RECORDS TO USE –
+++

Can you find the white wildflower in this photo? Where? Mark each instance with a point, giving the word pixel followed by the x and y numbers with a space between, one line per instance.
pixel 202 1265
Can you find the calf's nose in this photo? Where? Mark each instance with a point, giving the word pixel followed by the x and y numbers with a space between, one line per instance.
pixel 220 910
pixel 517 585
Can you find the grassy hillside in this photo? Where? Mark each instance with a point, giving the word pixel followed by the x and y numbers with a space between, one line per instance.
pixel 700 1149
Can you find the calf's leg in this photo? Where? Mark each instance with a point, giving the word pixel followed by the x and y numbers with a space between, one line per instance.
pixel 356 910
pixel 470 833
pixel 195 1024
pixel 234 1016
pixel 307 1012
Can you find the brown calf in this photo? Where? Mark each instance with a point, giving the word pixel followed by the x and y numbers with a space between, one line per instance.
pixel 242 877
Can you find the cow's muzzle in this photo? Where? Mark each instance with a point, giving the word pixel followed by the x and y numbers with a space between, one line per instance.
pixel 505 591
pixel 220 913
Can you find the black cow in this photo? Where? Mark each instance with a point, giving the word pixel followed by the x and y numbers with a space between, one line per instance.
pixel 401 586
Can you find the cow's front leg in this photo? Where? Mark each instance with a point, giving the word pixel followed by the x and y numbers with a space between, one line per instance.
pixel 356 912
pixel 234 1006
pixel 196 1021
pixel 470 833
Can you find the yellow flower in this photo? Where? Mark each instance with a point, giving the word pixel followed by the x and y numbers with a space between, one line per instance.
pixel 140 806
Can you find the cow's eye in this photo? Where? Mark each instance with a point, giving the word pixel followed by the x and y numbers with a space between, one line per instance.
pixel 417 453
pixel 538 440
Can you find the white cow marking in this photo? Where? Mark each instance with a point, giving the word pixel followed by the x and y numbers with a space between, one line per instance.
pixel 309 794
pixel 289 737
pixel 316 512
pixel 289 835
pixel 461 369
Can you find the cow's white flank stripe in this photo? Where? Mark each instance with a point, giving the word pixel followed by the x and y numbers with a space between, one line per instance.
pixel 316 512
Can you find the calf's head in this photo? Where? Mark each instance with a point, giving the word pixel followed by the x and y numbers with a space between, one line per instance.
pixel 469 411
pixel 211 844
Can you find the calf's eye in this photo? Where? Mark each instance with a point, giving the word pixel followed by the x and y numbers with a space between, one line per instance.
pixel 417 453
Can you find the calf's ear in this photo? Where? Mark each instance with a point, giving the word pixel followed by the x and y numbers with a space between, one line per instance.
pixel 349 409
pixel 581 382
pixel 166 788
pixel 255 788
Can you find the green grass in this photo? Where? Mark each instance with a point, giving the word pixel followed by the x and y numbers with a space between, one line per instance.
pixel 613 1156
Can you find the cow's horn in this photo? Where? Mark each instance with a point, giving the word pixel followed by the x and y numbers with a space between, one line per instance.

+++

ASSIGNMENT –
Word for word, repeat every line of the data.

THE COMPLETED TASK –
Can you find the white wildflower in this photo? Where? Mark each instance with a point, giving the word pixel followed by the x and y numbers with a space between, one line per instance.
pixel 202 1265
Can you find the calf's nose in this photo? Where? Mark each instance with a point, giving the word pixel followed by the x and y numbers with a space between, one line per instance.
pixel 220 910
pixel 517 585
Can you find the grassy hillside in this photo? Where? Mark each instance with a point, giving the word pixel followed by the x and y numbers with a space between, one line per instance.
pixel 700 1149
Can you find the calf's leg in this photo? Where? Mark each instance with a point, giving the word pixel followed by the x and y numbers with a space between, one line per instance.
pixel 356 910
pixel 470 833
pixel 195 1024
pixel 234 1016
pixel 307 1012
Can you find the brown calf in this photo? Where? Mark each instance with a point, giving the word pixel followed by the x and y numbers with a space between, one line per instance.
pixel 242 877
Can you find the cow's muzzle in this photo? Where? Mark each instance with a point, giving the word pixel followed by the x and y numbers with a space between, one line per instance.
pixel 505 591
pixel 220 913
Can you find the black cow in this photo? Where? Mark each instance with a point, giving the word pixel followed by the x and y numbers with a space between, one line per instance.
pixel 401 586
Can you find the cow's front leg in this photo? Where? Mark each instance with a point, giving the word pixel followed by the x and y numbers with a space between, one line per instance.
pixel 356 912
pixel 234 1006
pixel 196 1021
pixel 470 833
Can you find the yellow flower in this photo? Where? Mark each instance with a point, giving the word pixel followed by the x and y numbers with a space between, one line per instance.
pixel 140 806
Can you find the cow's eye in this photo? Where? Mark each instance with a point, giving the word pixel followed by the x and y numbers with a space between, one line per instance.
pixel 417 453
pixel 538 440
Can you find the white cow marking in this photo? Where? Mark each instance with a point, giving the word pixel followed by the x and y numbers with a space between, one line per instance.
pixel 309 794
pixel 289 737
pixel 316 512
pixel 289 835
pixel 461 369
Can you find the cow's white flank stripe in this photo? Where? Mark each instance with a point, giving the word pixel followed by the x and y numbers with a space between, one line per instance.
pixel 316 512
Can you find the calf's head in this photo? Where? Mark each instance with a point, giving the word pixel followed by the x and y numbers with a space between, one line per instance.
pixel 469 411
pixel 211 844
Can you find the calf's eye in this photo? Where? Mark each instance with a point, giving the word pixel followed by the x and y numbers with a space between, one line per instance.
pixel 417 453
Can you find the calf's ear in this photo? Where? Mark each instance with a point, giving the word pixel followed by the x and y numbers with a space between, one line per instance.
pixel 349 409
pixel 581 382
pixel 166 788
pixel 255 788
Can you find the green grass in this photo? Where? Mark each instance with a point, giving the word pixel followed by the x and y numbers with a space between, one line per instance.
pixel 613 1156
Can you find the cow's horn in this photo? Where? Mark each instance with a point, giving the word pixel followed by the x and y numbers with a space between, one line per instance.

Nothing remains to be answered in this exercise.